WHAT NEEDS TO BE DONE
Check each line of the records for "trace"; collect those that have it.

[Stored records]

----

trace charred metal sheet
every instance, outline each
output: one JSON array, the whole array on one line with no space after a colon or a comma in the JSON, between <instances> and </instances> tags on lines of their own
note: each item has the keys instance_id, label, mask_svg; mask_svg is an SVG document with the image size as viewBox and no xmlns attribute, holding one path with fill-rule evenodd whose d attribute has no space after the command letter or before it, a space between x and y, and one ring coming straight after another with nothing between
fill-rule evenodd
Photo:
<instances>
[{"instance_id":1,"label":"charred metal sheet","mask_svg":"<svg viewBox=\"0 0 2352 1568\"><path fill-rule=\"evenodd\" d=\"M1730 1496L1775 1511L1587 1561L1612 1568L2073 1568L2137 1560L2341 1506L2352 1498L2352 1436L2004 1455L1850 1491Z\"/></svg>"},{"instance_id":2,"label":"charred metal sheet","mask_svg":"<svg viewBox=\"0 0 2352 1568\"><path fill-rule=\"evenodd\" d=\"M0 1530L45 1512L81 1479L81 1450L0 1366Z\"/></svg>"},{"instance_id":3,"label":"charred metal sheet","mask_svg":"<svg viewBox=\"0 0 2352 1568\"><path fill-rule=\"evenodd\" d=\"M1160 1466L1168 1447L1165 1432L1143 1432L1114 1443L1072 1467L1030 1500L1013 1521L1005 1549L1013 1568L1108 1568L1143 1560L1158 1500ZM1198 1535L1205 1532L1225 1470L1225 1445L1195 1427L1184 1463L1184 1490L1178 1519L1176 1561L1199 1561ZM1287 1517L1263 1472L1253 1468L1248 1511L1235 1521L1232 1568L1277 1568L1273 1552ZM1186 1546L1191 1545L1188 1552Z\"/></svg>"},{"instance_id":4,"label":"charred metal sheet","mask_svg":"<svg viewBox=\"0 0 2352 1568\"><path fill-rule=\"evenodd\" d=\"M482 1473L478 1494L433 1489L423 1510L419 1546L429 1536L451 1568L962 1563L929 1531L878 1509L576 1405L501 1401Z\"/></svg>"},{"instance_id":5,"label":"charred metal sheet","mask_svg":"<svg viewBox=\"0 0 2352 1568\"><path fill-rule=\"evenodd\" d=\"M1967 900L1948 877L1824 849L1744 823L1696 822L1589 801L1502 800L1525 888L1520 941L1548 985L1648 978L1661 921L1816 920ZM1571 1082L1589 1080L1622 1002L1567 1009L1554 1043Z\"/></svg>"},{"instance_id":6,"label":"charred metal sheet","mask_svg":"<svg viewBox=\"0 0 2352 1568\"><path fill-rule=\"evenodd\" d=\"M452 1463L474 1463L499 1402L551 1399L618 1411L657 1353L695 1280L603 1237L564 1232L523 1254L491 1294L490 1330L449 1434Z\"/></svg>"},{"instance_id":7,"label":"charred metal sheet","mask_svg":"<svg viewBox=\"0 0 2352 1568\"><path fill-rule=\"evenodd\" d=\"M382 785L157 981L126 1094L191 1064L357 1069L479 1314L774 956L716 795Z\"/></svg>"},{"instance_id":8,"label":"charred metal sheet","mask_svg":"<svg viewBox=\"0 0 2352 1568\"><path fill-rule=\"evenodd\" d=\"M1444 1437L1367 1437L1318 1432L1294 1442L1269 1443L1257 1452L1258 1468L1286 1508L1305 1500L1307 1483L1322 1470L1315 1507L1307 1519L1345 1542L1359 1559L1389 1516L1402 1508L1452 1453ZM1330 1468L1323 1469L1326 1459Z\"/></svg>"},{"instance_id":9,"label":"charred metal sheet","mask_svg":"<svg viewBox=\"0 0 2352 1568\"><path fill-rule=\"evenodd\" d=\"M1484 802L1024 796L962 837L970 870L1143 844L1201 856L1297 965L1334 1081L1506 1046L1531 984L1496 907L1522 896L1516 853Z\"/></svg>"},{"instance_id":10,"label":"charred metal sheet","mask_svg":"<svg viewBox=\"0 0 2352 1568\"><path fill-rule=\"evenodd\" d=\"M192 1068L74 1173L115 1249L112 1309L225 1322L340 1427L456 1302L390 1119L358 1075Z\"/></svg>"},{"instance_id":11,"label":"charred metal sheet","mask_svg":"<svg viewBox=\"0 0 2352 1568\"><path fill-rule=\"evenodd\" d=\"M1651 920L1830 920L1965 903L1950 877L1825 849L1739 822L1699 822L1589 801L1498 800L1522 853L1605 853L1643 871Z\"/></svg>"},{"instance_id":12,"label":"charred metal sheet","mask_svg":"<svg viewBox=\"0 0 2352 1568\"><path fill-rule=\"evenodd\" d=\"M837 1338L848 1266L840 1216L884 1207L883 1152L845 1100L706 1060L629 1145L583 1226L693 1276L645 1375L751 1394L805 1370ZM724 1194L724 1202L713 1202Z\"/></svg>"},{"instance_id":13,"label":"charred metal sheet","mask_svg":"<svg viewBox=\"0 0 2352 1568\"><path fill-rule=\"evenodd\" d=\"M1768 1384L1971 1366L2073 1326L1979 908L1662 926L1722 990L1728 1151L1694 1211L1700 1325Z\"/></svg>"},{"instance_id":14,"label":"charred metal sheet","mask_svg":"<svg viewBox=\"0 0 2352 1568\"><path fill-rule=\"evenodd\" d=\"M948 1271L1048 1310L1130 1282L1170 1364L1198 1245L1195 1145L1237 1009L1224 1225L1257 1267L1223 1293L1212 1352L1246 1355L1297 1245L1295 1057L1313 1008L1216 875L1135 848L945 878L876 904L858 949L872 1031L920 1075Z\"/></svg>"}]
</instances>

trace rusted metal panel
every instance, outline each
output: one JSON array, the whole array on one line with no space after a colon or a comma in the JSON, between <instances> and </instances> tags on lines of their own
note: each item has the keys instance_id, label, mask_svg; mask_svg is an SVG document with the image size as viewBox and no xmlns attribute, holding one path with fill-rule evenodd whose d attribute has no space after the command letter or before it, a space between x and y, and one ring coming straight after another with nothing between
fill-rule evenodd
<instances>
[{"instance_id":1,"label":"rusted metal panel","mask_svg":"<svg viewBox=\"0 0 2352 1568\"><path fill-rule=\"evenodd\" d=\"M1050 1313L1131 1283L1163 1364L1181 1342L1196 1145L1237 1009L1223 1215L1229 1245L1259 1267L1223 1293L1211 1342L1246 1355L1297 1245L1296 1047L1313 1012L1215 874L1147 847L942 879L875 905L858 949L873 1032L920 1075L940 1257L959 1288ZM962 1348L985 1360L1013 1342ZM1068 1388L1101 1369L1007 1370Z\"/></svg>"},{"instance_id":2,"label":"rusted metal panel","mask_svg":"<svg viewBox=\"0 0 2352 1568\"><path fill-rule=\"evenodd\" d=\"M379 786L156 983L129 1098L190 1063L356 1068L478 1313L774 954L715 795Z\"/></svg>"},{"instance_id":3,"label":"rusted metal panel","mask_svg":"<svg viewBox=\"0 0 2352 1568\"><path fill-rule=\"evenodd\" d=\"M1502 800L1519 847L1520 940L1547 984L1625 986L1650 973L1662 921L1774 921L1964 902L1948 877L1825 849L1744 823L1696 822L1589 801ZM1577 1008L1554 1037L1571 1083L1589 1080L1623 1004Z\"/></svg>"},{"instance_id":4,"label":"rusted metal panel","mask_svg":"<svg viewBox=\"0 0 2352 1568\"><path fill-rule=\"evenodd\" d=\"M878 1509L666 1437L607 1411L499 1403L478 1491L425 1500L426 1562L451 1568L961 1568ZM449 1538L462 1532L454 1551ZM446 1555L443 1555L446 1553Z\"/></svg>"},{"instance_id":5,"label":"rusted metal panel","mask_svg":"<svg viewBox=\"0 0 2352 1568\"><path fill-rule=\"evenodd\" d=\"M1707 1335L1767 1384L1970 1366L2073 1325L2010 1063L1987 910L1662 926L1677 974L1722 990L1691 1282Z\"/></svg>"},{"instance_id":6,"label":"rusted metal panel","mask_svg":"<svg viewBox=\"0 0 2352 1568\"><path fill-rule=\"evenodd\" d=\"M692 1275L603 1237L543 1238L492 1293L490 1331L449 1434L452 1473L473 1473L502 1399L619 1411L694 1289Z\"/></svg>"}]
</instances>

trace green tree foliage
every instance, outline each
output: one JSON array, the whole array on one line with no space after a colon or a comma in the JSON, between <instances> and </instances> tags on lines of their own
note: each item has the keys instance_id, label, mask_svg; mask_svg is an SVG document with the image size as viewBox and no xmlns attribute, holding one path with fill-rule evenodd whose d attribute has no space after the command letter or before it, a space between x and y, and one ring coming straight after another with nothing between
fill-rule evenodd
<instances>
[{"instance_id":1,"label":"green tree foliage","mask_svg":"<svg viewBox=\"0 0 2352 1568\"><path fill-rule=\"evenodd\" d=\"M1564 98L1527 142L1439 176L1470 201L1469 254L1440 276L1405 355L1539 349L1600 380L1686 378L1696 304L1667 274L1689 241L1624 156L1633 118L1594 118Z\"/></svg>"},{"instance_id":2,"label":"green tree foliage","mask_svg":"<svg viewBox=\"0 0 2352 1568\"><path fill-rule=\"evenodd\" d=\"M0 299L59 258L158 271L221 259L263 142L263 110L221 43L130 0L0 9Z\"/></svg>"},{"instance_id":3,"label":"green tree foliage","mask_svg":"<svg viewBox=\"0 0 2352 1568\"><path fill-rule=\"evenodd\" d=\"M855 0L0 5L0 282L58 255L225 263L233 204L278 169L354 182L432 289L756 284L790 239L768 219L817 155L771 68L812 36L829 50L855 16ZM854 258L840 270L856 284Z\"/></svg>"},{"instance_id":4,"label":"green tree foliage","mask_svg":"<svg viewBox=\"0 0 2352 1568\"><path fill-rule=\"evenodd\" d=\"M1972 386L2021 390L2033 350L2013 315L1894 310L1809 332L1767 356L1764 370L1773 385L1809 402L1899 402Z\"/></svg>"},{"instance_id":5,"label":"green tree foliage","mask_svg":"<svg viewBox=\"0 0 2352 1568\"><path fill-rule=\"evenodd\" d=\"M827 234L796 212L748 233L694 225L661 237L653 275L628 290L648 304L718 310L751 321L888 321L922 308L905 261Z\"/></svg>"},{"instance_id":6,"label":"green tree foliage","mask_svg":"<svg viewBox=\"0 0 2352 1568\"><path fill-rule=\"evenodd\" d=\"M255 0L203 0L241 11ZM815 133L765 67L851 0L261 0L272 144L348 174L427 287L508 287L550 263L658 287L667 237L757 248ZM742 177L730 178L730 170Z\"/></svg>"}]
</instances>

----

THE ANSWER
trace charred metal sheet
trace rusted metal panel
trace green tree foliage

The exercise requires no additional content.